Aim of the task
Pull out each line of the listing below that contains the word "polygon".

Provided records
* * * * * * *

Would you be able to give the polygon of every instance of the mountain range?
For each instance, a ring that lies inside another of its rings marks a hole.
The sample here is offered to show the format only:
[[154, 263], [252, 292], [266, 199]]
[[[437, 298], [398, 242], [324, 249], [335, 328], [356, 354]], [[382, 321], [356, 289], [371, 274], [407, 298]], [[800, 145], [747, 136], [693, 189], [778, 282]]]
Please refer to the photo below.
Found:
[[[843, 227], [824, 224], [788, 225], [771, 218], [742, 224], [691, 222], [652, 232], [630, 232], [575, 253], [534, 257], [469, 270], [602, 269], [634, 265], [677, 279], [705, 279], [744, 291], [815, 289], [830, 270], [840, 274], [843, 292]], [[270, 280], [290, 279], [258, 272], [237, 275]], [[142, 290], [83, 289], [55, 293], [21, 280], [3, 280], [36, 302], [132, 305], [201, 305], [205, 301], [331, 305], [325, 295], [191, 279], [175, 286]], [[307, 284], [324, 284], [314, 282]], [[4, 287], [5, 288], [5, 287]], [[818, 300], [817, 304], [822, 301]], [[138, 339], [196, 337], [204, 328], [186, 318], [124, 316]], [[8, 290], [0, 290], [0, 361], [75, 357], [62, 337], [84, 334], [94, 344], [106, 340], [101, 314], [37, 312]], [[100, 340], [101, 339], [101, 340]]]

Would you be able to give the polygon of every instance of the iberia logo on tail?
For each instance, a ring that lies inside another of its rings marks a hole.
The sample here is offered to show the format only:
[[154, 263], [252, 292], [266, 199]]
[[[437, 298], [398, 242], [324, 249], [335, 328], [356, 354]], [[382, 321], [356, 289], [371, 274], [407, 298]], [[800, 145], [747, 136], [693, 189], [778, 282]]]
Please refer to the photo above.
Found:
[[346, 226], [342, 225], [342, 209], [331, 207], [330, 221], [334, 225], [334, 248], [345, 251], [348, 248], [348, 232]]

* * * * * * *

Full output
Would you be able to give the polygon of every instance of the mountain range?
Would you be able to give the polygon of every instance of the iberia logo on tail?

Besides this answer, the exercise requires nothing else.